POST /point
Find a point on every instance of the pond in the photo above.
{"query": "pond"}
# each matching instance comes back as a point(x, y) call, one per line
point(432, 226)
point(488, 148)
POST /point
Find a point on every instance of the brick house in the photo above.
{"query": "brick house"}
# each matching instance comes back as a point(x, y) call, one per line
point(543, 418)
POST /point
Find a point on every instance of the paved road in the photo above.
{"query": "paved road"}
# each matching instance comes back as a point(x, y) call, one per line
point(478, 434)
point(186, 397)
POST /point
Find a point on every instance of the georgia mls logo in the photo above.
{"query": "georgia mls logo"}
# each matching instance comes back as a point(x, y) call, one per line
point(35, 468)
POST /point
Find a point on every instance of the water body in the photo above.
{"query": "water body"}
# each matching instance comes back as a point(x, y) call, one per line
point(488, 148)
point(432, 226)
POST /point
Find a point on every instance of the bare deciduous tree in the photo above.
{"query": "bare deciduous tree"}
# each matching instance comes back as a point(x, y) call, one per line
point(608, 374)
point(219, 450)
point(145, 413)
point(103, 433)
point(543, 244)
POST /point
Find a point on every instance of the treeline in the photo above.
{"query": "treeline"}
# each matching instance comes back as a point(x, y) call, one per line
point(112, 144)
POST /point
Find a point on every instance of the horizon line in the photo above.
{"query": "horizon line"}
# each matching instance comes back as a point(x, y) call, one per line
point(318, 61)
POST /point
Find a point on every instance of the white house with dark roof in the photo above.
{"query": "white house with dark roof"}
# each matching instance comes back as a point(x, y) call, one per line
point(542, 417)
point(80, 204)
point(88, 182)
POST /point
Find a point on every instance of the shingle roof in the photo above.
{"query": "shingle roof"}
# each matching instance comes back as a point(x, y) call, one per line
• • •
- DIRECTIONS:
Report how many lines in the records above contain the string "shingle". Give only the number.

- COMPLETE ANSWER:
2